PROBLEM STATEMENT
Begin at the line that has "Objective — indicate one point on every instance of the woman" and stop at the end of the data. Write out every line in that span again, shifting each coordinate by -101.
——————————
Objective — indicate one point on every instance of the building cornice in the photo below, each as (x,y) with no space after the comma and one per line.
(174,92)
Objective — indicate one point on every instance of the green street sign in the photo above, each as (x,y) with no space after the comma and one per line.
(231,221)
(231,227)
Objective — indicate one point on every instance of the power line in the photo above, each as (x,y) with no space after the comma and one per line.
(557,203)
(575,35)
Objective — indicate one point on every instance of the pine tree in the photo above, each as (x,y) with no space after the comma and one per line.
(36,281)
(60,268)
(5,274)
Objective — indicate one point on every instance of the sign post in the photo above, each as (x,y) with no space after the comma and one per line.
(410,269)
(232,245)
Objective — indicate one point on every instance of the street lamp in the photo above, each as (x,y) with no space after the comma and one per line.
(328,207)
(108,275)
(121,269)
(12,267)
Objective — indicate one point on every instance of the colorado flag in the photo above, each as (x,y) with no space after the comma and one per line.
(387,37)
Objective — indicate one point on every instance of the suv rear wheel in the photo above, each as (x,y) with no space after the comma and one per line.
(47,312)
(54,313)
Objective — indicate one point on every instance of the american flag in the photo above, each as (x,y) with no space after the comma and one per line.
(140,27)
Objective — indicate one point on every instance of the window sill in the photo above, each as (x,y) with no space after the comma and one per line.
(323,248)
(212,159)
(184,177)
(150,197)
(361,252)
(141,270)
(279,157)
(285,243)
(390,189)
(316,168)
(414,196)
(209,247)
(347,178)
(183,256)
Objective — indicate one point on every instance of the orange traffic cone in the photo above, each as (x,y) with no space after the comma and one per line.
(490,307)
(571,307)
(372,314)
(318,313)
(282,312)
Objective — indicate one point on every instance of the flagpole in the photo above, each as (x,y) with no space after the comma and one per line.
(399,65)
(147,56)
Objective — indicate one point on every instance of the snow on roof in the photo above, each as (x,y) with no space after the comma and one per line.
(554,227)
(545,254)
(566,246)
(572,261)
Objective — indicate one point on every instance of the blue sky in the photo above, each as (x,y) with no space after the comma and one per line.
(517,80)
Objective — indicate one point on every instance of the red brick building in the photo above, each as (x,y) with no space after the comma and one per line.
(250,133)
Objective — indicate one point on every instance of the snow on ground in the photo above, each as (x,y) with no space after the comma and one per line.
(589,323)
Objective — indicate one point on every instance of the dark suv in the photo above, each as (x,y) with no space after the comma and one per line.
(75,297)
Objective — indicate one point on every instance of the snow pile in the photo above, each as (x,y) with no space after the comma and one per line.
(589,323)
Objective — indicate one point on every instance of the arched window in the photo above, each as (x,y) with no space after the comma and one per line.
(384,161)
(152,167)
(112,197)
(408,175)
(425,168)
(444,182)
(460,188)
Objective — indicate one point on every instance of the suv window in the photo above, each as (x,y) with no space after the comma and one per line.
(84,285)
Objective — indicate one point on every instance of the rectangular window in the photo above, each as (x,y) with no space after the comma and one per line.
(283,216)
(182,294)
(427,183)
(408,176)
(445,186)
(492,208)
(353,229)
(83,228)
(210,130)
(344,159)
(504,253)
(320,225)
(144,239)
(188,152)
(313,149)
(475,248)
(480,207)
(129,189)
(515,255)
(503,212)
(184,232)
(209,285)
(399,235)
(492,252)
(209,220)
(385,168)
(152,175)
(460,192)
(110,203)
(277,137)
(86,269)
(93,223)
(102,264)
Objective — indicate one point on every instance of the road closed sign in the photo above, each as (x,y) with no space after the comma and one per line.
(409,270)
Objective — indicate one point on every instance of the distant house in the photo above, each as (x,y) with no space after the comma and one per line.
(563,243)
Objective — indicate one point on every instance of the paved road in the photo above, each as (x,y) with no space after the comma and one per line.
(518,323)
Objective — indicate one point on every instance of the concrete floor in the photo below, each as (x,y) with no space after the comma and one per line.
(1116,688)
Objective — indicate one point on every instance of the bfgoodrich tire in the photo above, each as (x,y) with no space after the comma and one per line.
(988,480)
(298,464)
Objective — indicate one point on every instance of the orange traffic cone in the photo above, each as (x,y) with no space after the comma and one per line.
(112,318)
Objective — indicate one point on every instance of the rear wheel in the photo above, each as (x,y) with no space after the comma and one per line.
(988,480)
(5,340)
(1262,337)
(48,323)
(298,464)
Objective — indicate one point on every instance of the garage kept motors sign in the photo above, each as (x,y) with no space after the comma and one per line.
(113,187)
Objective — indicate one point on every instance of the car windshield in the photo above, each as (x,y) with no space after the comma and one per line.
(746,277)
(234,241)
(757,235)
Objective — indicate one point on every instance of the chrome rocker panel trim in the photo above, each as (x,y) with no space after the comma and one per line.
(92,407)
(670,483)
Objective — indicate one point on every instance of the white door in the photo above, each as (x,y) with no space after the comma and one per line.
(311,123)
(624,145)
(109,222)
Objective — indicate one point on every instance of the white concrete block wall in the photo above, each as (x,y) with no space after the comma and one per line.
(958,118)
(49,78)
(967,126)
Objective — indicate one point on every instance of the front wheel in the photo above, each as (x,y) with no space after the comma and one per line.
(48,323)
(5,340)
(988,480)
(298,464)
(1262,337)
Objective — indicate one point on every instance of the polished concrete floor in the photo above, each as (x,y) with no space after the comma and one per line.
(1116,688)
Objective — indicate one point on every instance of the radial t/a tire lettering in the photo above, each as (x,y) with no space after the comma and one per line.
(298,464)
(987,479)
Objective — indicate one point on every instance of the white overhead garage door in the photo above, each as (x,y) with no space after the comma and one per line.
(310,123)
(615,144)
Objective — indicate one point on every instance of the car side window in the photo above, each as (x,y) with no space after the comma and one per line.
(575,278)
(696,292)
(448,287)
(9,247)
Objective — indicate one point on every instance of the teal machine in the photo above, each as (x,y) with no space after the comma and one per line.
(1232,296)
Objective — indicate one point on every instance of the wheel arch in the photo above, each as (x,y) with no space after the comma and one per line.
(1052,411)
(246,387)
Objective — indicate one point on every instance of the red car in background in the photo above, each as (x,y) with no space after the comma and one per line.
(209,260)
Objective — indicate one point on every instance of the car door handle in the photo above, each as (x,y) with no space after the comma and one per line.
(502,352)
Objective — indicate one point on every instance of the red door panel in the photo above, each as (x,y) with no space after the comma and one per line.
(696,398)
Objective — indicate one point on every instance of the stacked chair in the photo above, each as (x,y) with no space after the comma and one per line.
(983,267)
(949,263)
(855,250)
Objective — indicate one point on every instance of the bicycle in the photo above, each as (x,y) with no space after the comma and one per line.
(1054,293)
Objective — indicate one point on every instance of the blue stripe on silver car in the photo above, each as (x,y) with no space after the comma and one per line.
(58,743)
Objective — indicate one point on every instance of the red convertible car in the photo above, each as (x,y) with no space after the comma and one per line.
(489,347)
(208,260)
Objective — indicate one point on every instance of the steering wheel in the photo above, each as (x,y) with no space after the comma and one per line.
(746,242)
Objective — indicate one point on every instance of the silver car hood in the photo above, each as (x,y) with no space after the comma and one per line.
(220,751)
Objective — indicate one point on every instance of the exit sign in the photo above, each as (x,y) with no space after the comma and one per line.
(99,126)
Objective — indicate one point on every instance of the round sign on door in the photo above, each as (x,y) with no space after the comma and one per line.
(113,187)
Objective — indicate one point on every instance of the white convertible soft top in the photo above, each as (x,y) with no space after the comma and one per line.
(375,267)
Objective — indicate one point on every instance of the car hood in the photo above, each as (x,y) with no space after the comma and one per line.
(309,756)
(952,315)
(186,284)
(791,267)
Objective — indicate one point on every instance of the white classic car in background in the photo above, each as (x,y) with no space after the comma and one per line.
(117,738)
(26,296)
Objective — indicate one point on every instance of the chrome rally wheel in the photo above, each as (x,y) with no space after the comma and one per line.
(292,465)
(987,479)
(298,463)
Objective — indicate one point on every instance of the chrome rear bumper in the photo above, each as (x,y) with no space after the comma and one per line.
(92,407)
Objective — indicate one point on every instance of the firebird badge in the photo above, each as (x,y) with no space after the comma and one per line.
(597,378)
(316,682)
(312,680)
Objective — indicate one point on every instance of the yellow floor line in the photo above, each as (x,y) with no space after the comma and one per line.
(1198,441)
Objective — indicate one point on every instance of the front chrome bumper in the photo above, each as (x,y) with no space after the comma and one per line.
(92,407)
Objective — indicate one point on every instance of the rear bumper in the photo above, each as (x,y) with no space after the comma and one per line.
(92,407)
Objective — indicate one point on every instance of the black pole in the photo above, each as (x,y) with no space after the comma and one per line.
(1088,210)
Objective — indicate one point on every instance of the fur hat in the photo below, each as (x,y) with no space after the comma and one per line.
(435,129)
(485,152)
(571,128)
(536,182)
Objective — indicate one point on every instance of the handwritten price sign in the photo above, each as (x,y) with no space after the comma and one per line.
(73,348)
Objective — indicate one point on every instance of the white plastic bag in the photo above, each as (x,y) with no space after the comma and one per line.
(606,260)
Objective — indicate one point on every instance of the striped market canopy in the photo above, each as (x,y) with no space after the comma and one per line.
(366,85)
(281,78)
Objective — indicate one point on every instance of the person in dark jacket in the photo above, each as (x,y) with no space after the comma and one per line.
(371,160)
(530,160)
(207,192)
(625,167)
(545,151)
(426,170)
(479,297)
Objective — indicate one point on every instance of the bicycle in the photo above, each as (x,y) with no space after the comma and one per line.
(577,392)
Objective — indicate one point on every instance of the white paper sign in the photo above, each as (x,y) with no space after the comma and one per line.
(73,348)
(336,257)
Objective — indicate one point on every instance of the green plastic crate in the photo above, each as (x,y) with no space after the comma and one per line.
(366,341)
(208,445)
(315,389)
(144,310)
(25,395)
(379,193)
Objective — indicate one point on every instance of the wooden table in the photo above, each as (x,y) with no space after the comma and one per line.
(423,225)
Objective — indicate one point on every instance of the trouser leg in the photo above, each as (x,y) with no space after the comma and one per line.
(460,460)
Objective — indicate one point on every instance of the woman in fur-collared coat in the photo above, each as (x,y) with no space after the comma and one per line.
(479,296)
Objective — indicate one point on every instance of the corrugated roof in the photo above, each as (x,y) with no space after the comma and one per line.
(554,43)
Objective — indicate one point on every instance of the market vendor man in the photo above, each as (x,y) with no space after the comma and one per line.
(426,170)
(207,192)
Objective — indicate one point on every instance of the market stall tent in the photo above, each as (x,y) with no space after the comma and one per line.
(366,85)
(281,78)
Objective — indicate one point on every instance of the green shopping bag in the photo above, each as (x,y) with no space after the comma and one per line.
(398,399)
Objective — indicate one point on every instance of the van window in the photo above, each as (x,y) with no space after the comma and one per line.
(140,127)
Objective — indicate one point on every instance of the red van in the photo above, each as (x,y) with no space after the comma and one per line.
——————————
PROBLEM SOLUTION
Objective — indicate one point on every instance of the woman in fur-collared coat in the photo above, each as (x,y) with no space after the comma and one per line.
(378,195)
Objective — indicate one point on every instance of the corrugated roof in the photo above, each as (x,y) with no space after the comma and one per line.
(453,-58)
Objective — indicate one point on every instance of the market vendor man in the photo above, each as (x,y) with no space after the comma and one per line.
(325,69)
(106,91)
Objective — indicate one point on every instance of the market stall tent in the photo above, each as (x,y) with no space after the comma and one per line.
(265,-16)
(180,-23)
Objective — indicate one point on every instance of the green shopping bag in the photo above, each as (x,y) with no space after the comma and one per line.
(297,298)
Objective — indicate one point on every instance of the van window in the photo above, each as (x,y) with no space after the comma and one per line.
(39,26)
Objective — indicate one point on every instance of the red van in the photo above, each as (x,y) with no space after the comma and one per line.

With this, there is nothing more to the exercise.